**The task:** Can you reproduce everything from "This is a really" down to "Haskell Language Server!" in the Haskell Language Server update below, word for word?

Disclaimer This feature hasn’t been merged, yet, due to issues with older GHC versions.

Modern IDEs need to be capable of showing you all references to a function, where it is implemented and intelligent code search in general. It should not be necessary to query the function name throughout the whole project to find the implementation. While code-actions such as “Go to Definition” and “Go to Type Definition” have been working for some time now, searching for all references of an identifier has not been implemented as of yet.

But this is bound to change soon! Zubin Duggal developed a working implementation of finding references in a project based on hiedb. hiedb is powered by HIE files, which are basically very verbose compiler artefacts that can be used to query references, the type of an expression, and a lot of other things (see projects such as weeder).

Below is a working example of how these HIE files can be used:

It allows developers to look for all usages of a function or type and to see all usages of a parameter or definition within a function!

Disclaimer This feature is not yet merged into GHC, but will probably ship with GHC 8.12.

It is well known that you can jump to function definitions in Haddock. For functions that are part of a type-class, you jump to the type-class declaration. However, that is usually not what you want. Thus, Zubin Duggal has implemented a new feature that will allow you to jump to the specific instance definition used by an overloaded function.

This is a really useful feature and will make it easier to explore a code base! Moreover, it can make the IDE experience smoother for developers. LSP supports returning multiple locations for go-to definition requests which we could exploit to give the user a choice about where to jump to.

### First step towards Open Telemetry support

We are happy to announce that the first Pull Request of Michalis (@mpardalos) has been merged to Haskell Language Server!

It is a small step compared to the big task ahead to provide telemetry data of IDEs such as the Haskell Language Server. The final goal is to gain insight into the performance of big projects and optimising bottlenecks. To accomplish this, Open Telemetry will be used to emit relevant performance information. Very recently, the opentelemetry package was added to Hackage by Dmitry Ivanov (@ethercrow) which will aid the task.

### Memorable Bug-Fixes

I will now highlight some of the most memorable bugs we fixed this week, when working on the Haskell Language Server.

#### Completions

Since the last blog post, we were informed that there were no completions being provided by the Haskell Language Server, although there are completions when using ghcide. What happened here? Why did Haskell Language Server not use the completion system of ghcide?

The answer was, the completion plugin had not been enabled. Thank you @korayal for providing the fix to this issue!

As an interesting side-note, the completion system of ghcide is almost the same as the one from Haskell IDE Engine! It was ported to ghcide (with some tweaks) and now found its way back into Haskell Language Server.

Records from a dataset

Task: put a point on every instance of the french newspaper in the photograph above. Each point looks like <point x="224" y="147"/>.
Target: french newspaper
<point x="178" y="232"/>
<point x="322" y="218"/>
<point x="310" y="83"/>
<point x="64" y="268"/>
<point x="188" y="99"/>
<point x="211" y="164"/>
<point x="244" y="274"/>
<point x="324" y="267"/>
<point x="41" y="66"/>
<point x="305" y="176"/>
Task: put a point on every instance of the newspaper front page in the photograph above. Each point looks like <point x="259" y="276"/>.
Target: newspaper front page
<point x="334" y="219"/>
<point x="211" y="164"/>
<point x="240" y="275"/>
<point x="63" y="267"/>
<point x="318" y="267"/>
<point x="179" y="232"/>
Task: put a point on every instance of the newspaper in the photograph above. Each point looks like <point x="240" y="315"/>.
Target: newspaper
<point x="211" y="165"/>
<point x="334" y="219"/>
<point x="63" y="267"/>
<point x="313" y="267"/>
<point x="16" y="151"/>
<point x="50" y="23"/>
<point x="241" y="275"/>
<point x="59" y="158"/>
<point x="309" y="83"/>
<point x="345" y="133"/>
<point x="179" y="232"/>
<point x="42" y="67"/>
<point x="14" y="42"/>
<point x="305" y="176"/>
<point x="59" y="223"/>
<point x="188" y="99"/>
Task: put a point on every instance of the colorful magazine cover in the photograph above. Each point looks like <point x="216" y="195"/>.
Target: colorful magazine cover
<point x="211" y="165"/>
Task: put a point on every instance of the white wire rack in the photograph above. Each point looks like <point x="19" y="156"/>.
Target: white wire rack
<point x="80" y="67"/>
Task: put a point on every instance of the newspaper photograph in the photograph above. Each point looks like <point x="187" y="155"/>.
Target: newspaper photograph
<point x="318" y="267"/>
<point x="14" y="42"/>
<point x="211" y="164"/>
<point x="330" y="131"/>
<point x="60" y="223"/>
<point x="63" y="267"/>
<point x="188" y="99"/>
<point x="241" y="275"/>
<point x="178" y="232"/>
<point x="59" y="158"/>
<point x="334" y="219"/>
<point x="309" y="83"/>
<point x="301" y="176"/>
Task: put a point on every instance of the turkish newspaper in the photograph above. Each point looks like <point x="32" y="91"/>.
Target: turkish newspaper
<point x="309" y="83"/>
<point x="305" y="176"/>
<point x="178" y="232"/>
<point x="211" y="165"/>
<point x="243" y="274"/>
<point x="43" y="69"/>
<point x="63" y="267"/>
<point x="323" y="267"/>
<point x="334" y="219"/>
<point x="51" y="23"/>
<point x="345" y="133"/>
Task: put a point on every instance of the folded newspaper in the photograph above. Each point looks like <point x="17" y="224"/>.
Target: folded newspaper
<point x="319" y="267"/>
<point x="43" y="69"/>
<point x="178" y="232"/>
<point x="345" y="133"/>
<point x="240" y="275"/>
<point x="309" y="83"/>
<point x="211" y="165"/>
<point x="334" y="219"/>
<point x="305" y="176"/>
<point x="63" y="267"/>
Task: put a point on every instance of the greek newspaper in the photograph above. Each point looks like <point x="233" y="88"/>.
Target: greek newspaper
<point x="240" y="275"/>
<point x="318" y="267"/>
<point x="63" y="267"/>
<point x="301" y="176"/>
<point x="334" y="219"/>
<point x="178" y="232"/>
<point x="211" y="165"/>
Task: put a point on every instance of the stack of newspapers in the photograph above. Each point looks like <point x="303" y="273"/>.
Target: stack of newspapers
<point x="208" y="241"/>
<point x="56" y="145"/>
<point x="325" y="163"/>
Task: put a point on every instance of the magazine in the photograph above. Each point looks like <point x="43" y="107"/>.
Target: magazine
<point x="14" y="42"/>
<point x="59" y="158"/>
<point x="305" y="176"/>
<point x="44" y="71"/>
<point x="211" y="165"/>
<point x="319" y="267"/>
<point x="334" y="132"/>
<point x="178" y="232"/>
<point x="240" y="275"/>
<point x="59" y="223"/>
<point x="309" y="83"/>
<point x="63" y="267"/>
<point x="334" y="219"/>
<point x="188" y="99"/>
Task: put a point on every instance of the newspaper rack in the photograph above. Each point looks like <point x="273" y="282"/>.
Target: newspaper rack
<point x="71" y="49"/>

**Exercise answer:**
This is a really useful feature and will make it easier to explore a code base! Moreover, it can make the IDE experience smoother for developers. LSP supports returning multiple locations for go-to definition requests which we could exploit to give the user a choice about where to jump to.

### First step towards Open Telemetry support

We are happy to announce that the first Pull Request of Michalis (@mpardalos) has been merged to Haskell Language Server!